## Selection
Objectives
 Introduce other number systems as binary and hexadecimal.
 Show the foundations on which they are based.
 Know where does come from computer science slang
Bill of materials

Patience and 20 minutes to spare. 
The problem
In the previous chapter we introduced a circuit with a Shift Register to operate 8 digital (or more) outputs using only 3 pins of our Arduino, assembled a prototype with 8 LEDs and wrote a first program in which we iterated a number from 0 to 255, sending it to the shift register´s output.
We said that the LED would count in binary and show those values in the prototype. But so far we have not talked at all of what the binary system is or why computers are based on it. Is our old familiar decimal system not good enough for computers? Is it part of an international conspiracy to torture computer science students or to defend the shameful interests of science faculties?
According to my own experience, people who have studied digital electronics or computer science, usually have more or less clear ideas on these issues, but the rest of college students and younger people, hardly have a basic minimum understanding, even though we live in a world in which we daily handle technology and computer terms without a minimum of understanding of the basis on which they are based.
As these tutorials are intended not to assume any prior knowledge, it is time to introduce some concepts and basic ideas about digital technology.
We are well aware of the stampede that such a claim can produce between the valiant followers of these tutorials, so we will promise first we will try to make it easy and even pleasant and second, that it is worthwhile, because you can’t understand modern technology without having minimum notions of its foundations.
THE DECIMAL SYSTEM
We are so accustomed to the decimal system that the very idea that any others can be used may at first sound absurd or even malicious. And yet this is only one among an great number of possibilities.
Since we were children, we have been taught in the school to use it and in the end we have learnt it by heart, so we have even forgotten the basic rules that we apply, we just do it and that’s all.
We’ll have to remember these rules. The first is that it is called decimal system because we use ten digits from 0 to 9. No sir, we do not use the numbers from 1 to 10. Why?
Well, probably due to the fact that we have 10 fingers on each hand, and remember that hands were the first calculator, we tend to think we have to use the numbers from 1 to 10. In fact, the symbolic representation of a number is called digit, that comes from the Latin digitus, that is, finger. But, although we have assumed the number system that we were taught when we were children, it is not easy to understand the conceptual leap that means representing nothing using the symbol 0. And this is the key.
The ancient Greeks and Romans, for example, had a numbering system that didn’t worked very well, it was chaotic because it was not a positional but a symbolic system and it included neither the concept nor the notation of zero. Addition was difficult but multiplication or division was almost impossible.

## Dataset extract
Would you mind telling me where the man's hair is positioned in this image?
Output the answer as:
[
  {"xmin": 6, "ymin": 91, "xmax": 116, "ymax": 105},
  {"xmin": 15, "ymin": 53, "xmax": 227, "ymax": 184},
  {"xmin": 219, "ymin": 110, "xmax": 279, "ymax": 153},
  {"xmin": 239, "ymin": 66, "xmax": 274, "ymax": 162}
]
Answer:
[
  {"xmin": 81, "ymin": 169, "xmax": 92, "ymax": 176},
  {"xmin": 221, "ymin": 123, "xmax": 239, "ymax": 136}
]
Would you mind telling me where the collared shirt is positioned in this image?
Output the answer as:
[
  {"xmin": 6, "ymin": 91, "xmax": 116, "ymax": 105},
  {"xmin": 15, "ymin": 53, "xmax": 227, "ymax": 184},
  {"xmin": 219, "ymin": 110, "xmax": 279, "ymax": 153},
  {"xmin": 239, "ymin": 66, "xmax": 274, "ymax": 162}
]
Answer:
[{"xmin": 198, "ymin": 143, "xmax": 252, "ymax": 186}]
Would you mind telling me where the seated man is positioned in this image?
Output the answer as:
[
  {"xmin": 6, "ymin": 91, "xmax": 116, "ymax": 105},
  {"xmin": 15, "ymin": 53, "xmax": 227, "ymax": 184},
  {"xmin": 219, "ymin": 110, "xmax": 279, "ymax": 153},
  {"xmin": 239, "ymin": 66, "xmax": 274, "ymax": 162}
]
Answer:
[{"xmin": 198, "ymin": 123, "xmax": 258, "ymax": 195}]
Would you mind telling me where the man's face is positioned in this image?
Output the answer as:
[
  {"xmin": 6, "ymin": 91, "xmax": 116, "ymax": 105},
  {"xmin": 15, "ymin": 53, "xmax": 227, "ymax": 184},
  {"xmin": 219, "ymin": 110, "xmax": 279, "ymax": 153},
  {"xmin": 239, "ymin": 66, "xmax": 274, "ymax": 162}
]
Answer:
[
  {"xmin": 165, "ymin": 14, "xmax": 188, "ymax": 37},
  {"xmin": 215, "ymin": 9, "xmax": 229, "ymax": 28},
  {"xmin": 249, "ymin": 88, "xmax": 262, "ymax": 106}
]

## Actions to take
a - Rewrite the number systems tutorial between "The ancient Greeks" and "was almost impossible.", inclusive, renaming "Greeks" as "Egyptians".
b - According to the number systems tutorial, why did the numbering system of the ancient Greeks and Romans not work very well?

## Replies
a -
The ancient Egyptians and Romans, for example, had a numbering system that didn’t worked very well, it was chaotic because it was not a positional but a symbolic system and it included neither the concept nor the notation of zero. Addition was difficult but multiplication or division was almost impossible.

b - It was chaotic because it was a symbolic system rather than a positional one, and it had neither the concept nor the notation of zero. As a result, addition was difficult, and multiplication or division was almost impossible.